Tarefas —
- 1) Indique, com sim ou não, se cada afirmação concorda com a crítica de Oba Loba e cite as palavras da crítica que decidem cada caso: (a) Norberto e João Lobo apresentam-se em sexteto no disco. (b) O disco Oba Loba reúne doze temas. (c) Em Arpa, a harpa é tocada como se fosse uma kora maliana.
- 2) Transcreva da crítica de Oba Loba o trecho que começa pelas palavras que contêm "O mais relevante" e termina em "ordem e beleza.".

O que Norberto e João Lobo assinam neste Oba Loba é música de outra ordem. E teria necessariamente de assim ser, uma vez que se apresentam em sexteto — na companhia de quatro músicos pescados nas águas do jazz internacional. Mas em que Norberto, que não desacelera na sua produção solística (ainda há pouco lhe conhecemos o excelente Fornalha), aparece agora mais diluído e, portanto, num modo mais surpreendente. A surpresa é tal que temas como Kasuari e Castoriumsoam a belíssimas homenagens à obra produzida por Simon Jeffes aos comandos da sua Penguin Cafe Orchestra (o dedo cabe aqui também ao piano de Giovanni di Domenico), esse exemplo milagroso de um grupo de música de câmara tão atraído pela música folk quanto pelo jazz quanto pelo minimalismo. Para além da proximidade do universo melódico de Oba Loba com o reportório de Jeffes, é sobretudo a partilha desse referencial triangular que alastra a todo o disco e cava um universo sonoro para o sexteto.

Tal deriva, mais chegada a um dos vértices a cada momento, vai empurrando Oba Loba ao longo dos dez temas, quer evoque drones e modos contemplativos orientais (Aaaaaa e Violynn), quer traga uma harpa que poderia desbravar o caminho de uma canção de Devendra Banhart mas que é tocada como se fosse uma kora maliana nas mãos de Toumani Diabaté (Arpa), quer se chegue à soberba manta de retalhos improvisados reunida por Nuno Rebelo em Azul Esmeralda (Tak for Sherman).

O mais relevante é que, como acontece em Tak for Sherman, de um som aparentemente desirmanado, atirado a perscrutar o ar sem forma definida, há uma música que, pouco a pouco, se impõe numa busca por ordem e beleza.

Linhas armazenadas —

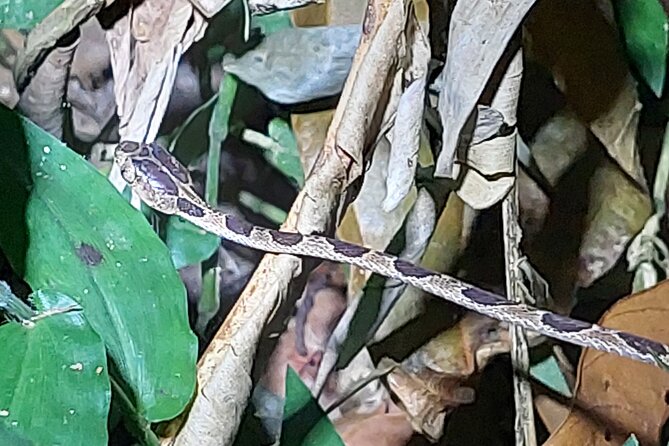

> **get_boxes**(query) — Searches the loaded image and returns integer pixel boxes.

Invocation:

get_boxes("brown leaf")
[435,0,534,178]
[527,0,647,188]
[335,406,413,446]
[546,281,669,446]
[380,313,509,441]
[577,159,652,287]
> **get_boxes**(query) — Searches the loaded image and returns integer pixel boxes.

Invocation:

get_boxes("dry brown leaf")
[290,110,334,177]
[577,159,652,287]
[453,46,523,209]
[546,281,669,446]
[379,313,510,441]
[383,14,430,212]
[175,0,420,446]
[14,0,105,91]
[374,194,474,341]
[530,109,588,186]
[435,0,534,178]
[314,189,436,390]
[335,412,413,446]
[527,0,647,188]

Respostas —
- 1)
(a) Sim: "uma vez que se apresentam em sexteto".
(b) Não: "ao longo dos dez temas".
(c) Sim: "é tocada como se fosse uma kora maliana nas mãos de Toumani Diabaté (Arpa)".

- 2)
O mais relevante é que, como acontece em Tak for Sherman, de um som aparentemente desirmanado, atirado a perscrutar o ar sem forma definida, há uma música que, pouco a pouco, se impõe numa busca por ordem e beleza.